THE RECORDS:
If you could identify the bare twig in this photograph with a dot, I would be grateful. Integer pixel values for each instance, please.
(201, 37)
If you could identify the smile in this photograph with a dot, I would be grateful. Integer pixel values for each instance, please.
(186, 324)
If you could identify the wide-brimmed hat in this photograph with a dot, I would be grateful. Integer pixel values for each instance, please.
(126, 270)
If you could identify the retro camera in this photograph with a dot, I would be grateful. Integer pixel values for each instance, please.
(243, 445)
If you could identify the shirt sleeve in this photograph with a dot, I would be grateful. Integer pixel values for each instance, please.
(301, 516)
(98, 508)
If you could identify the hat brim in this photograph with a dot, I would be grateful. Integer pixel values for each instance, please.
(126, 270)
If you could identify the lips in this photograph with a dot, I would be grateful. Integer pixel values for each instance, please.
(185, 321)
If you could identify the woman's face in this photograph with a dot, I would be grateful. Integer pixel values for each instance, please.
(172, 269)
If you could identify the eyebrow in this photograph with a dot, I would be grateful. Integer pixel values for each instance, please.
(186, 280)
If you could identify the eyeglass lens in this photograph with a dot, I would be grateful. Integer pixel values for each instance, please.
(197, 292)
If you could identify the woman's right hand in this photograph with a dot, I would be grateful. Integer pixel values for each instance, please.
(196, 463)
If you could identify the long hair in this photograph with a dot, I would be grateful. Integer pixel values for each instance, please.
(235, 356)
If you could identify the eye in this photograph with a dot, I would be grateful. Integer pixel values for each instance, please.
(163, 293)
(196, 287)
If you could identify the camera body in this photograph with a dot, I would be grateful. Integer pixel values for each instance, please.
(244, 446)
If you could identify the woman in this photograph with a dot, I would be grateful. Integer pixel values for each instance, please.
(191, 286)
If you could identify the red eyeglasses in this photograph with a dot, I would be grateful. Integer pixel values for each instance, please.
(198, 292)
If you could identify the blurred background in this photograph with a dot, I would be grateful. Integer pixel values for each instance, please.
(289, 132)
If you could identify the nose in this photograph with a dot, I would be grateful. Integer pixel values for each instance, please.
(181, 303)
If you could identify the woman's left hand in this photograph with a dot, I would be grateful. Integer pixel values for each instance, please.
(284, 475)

WORK INSTRUCTION: All records are to be retyped precisely.

SOLUTION TO THIS PROBLEM:
If you could identify the bare twig in this photograph with a dot, I would be grateful. Integer pixel values for each instance, please.
(201, 37)
If you could identify the smile in this photograph with a dot, I would be grateful. Integer pixel values for each instance, please.
(186, 324)
If you could identify the wide-brimmed hat in this photograph with a dot, I would be grateful. Integer pixel values for each instance, please.
(126, 270)
If you could identify the retro camera in this photograph with a dot, I would be grateful. Integer pixel values for each instance, please.
(243, 445)
If you could identify the shirt sleeve in this photograph with a dot, I would be grateful. Integer pixel values for each instance, please.
(301, 516)
(98, 508)
If you could identify the hat brim in this photograph with a dot, I would be grateful. Integer pixel values for each instance, please.
(126, 270)
If you could identify the lips in this photograph with a dot, I would be grateful. Integer pixel values for each instance, please.
(185, 321)
If you could identify the woman's face in this photograph with a dot, I would be grateful. Integer pixel values for each instance, please.
(172, 269)
If you could identify the eyebrow in this photograph with a dot, I would be grateful. Integer pixel values for each instance, please.
(186, 280)
If you could identify the eyeglass lens in this photograph with a dot, I would be grateful. Integer pixel values for each instance, please.
(197, 292)
If you could identify the woman's right hand in this photograph with a dot, I would be grateful. Integer pixel values for each instance, please.
(196, 463)
If you could identify the long hair in this photograph with a dot, I would be grateful. Integer pixel values for each instance, please.
(235, 356)
If you could identify the eye in this photograph with a dot, I would be grateful. Integer pixel values for each instance, please.
(163, 293)
(196, 287)
If you could identify the camera body in this photograph with a dot, I would be grateful. Integer pixel values for each instance, please.
(244, 446)
If you could identify the woman in this photograph with a dot, I would be grateful. Integer pixel values for each instance, please.
(191, 286)
If you could identify the red eyeglasses in this photograph with a dot, I would be grateful. Integer pixel values for each instance, please.
(198, 292)
If you could identify the blurred background in this photograph with a dot, I would be grateful. Integer pixel values for each instance, please.
(289, 132)
If you could identify the nose in this photograph with a dot, I would be grateful. Integer pixel values for each instance, please.
(181, 303)
If you could identify the woman's left hand in this photograph with a dot, I would be grateful. Integer pixel values for each instance, please.
(284, 475)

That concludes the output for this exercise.